→ ТЕКСТ ДЛЯ ЧТЕНИЯ
• • • • • • •

Читаем Провал крестового похода. США и трагедия посткоммунистической России полностью

Подобные ожидания и опасения породили тот тип освещения российских событий американской прессой, который можно было бы назвать манихейским, т. е. одномерным (в лучшем случае) и основанным в основном на оценках, предлагавшихся американскими официальными лицами. (Как разъяснял корреспондент «Washington Post», определяющую роль во всей этой эпопее играли «стандарты МВФ по превращению в нормальную страну с рыночной экономикой»{19}). На стороне добра, по этим оценкам, были президент Ельцин и его последователи в лице крестоносцев-«младореформаторов», иногда именуемые «гигантами демократии»: Егор Гайдар, Анатолий Чубайс, Борис Немцов, Сергей Кириенко. На стороне зла были силы, неизменно выступающие против реформы: коммунисты, националисты и прочие политические драконы, притаившиеся в зловещей пещере парламента. Глава за главой, эта сказка рассказывалась вновь и вновь в течение почти десяти лет, и всегда с позиции «реформаторов» и их западных сторонников, бывших одновременно и первоисточником. По мнению одного известного российского журналиста, это был «сплошной обман»{20}.

Казалось, что во всей огромной России не было иных достойных политических фигур, помимо Ельцина и его команды.

Пускай большинство россиян считало «шоковую терапию» и другие мероприятия этой команды экстремизмом, для американской прессы Ельцин был единственным оплотом страны от «экстремистов как справа, так и слева»{21}. Для реформаторов не-ельцинского толка просто не оставалось места. Когда один из них, Григорий Явлинский, во время президентской кампании 1996 г. попытался пойти против Ельцина, американская пресса пригвоздила его к позорному столбу: «История припомнит, кто всё испортил, если дела демократии пойдут плохо». В то же время, какой бы ни была политическая биография человека, если его выдвигал Ельцин, он автоматически превращался в «одного из демократов», «подлинного реформатора» с «чистыми руками». Так было и с Владимиром Путиным, сделавшим карьеру в органах КГБ и назначенным Ельциным своим преемником{22}.

Продолжая придерживаться манихейских заповедей при описании реальности (однобокость при заведомой противоречивости самой реальности), американские журналисты превратились в проводников политики Белого дома и «группу поддержки» действий ельцинского Кремля. Ещё в 1993 г. даже проамерикански настроенный русский считал «пропагандой» то, что американские средства массовой информации сообщали о России. В 1996 г. нечто подобное заявил один нью-йоркский обозреватель, сетовавший на то, что газетные репортажи превратились в «зеркало двойного мышления Госдепартамента». А один известный американский историк даже написал, что проельцинизм прессы напоминает ему «коммунистических попутчиков 30-х гг.», только с обратным идеологическим знаком{23}.

• • • • • • •

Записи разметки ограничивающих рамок
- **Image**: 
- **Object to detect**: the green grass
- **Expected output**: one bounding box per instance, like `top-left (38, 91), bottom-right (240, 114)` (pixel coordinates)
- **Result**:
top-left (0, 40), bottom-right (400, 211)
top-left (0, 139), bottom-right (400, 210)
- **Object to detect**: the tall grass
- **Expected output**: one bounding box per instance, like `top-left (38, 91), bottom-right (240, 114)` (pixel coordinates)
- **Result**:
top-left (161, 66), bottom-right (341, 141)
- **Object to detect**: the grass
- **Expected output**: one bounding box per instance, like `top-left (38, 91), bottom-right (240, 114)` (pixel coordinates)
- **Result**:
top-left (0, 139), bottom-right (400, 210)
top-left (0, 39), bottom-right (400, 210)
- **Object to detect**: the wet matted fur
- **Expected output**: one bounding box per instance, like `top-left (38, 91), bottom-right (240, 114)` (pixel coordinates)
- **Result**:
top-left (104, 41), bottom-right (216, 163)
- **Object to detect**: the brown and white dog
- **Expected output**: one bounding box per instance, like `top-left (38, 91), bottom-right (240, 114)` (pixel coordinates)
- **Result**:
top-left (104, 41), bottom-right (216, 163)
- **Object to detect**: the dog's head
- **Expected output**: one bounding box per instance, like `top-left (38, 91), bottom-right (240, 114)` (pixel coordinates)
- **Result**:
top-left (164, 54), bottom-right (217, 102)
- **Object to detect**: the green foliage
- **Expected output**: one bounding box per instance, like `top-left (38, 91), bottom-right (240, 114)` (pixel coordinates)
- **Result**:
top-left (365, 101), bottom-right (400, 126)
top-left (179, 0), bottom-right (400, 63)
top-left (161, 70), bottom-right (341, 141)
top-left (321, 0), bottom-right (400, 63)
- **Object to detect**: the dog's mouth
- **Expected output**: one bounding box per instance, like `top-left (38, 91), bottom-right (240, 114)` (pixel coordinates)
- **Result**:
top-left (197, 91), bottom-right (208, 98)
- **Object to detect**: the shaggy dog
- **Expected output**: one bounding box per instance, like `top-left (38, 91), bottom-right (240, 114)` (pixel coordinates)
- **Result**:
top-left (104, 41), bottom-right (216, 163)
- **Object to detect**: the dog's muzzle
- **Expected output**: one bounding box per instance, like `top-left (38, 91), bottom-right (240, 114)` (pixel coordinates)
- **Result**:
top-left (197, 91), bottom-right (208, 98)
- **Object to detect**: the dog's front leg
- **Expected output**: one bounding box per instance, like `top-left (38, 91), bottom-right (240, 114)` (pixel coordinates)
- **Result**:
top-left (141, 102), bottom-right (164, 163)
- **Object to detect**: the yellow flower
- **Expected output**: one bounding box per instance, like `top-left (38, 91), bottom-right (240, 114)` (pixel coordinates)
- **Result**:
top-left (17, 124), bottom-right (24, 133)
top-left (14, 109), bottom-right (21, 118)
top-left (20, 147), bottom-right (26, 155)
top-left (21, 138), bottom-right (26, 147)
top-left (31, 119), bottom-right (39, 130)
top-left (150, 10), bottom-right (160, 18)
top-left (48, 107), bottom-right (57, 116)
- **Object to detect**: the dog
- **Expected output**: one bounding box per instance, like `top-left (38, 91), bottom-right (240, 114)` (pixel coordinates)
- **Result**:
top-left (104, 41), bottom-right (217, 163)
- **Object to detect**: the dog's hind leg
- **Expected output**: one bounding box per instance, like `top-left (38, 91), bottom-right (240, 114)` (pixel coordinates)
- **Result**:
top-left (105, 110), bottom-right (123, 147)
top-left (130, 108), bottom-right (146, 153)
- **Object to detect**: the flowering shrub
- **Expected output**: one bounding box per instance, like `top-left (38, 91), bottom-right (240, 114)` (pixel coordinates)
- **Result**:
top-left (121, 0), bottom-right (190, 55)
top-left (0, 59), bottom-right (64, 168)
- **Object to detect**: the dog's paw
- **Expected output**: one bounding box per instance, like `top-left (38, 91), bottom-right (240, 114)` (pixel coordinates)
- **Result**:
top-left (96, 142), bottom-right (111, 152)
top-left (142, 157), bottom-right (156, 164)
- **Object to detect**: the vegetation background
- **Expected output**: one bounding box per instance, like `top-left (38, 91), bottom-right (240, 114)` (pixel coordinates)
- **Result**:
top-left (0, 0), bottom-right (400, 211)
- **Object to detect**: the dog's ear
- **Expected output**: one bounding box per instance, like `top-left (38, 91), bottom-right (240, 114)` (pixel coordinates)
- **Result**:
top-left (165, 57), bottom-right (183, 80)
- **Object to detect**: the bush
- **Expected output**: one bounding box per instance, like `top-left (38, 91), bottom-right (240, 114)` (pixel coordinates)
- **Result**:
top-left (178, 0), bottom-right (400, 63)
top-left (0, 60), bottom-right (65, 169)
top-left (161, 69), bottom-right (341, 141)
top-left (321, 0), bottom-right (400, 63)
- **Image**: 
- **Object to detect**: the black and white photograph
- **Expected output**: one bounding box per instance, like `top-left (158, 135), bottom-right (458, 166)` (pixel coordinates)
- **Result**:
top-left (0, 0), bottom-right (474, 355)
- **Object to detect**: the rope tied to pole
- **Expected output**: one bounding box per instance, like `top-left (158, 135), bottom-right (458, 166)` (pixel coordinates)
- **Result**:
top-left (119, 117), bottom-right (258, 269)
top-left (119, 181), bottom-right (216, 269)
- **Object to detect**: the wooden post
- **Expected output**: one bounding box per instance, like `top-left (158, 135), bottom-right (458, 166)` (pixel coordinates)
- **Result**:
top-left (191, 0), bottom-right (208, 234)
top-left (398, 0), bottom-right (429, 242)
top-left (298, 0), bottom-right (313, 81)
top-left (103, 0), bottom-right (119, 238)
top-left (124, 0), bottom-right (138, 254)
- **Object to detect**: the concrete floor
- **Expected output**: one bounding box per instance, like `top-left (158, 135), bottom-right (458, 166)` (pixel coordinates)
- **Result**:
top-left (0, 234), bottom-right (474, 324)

• • • • • • •

→ ЗАДАНИЯ К УПРАЖНЕНИЮ
a: Кого, согласно тексту для чтения, американская пресса пригвоздила к позорному столбу за попытку пойти против Ельцина во время президентской кампании 1996 г.?
b: Измените в записях разметки строки начиная со строки с «- **Object to detect**: the shaggy dog» и вплоть до строки с «top-left (130, 108), bottom-right (146, 153)» включительно: замените «Result» на «Detections», остальное оставьте как есть. Приведите только эти строки.

→ РЕЗУЛЬТАТЫ
a: Григория Явлинского.

b:
- **Object to detect**: the shaggy dog
- **Expected output**: one bounding box per instance, like `top-left (38, 91), bottom-right (240, 114)` (pixel coordinates)
- **Detections**:
top-left (104, 41), bottom-right (216, 163)
- **Object to detect**: the dog's muzzle
- **Expected output**: one bounding box per instance, like `top-left (38, 91), bottom-right (240, 114)` (pixel coordinates)
- **Detections**:
top-left (197, 91), bottom-right (208, 98)
- **Object to detect**: the dog's front leg
- **Expected output**: one bounding box per instance, like `top-left (38, 91), bottom-right (240, 114)` (pixel coordinates)
- **Detections**:
top-left (141, 102), bottom-right (164, 163)
- **Object to detect**: the yellow flower
- **Expected output**: one bounding box per instance, like `top-left (38, 91), bottom-right (240, 114)` (pixel coordinates)
- **Detections**:
top-left (17, 124), bottom-right (24, 133)
top-left (14, 109), bottom-right (21, 118)
top-left (20, 147), bottom-right (26, 155)
top-left (21, 138), bottom-right (26, 147)
top-left (31, 119), bottom-right (39, 130)
top-left (150, 10), bottom-right (160, 18)
top-left (48, 107), bottom-right (57, 116)
- **Object to detect**: the dog
- **Expected output**: one bounding box per instance, like `top-left (38, 91), bottom-right (240, 114)` (pixel coordinates)
- **Detections**:
top-left (104, 41), bottom-right (217, 163)
- **Object to detect**: the dog's hind leg
- **Expected output**: one bounding box per instance, like `top-left (38, 91), bottom-right (240, 114)` (pixel coordinates)
- **Detections**:
top-left (105, 110), bottom-right (123, 147)
top-left (130, 108), bottom-right (146, 153)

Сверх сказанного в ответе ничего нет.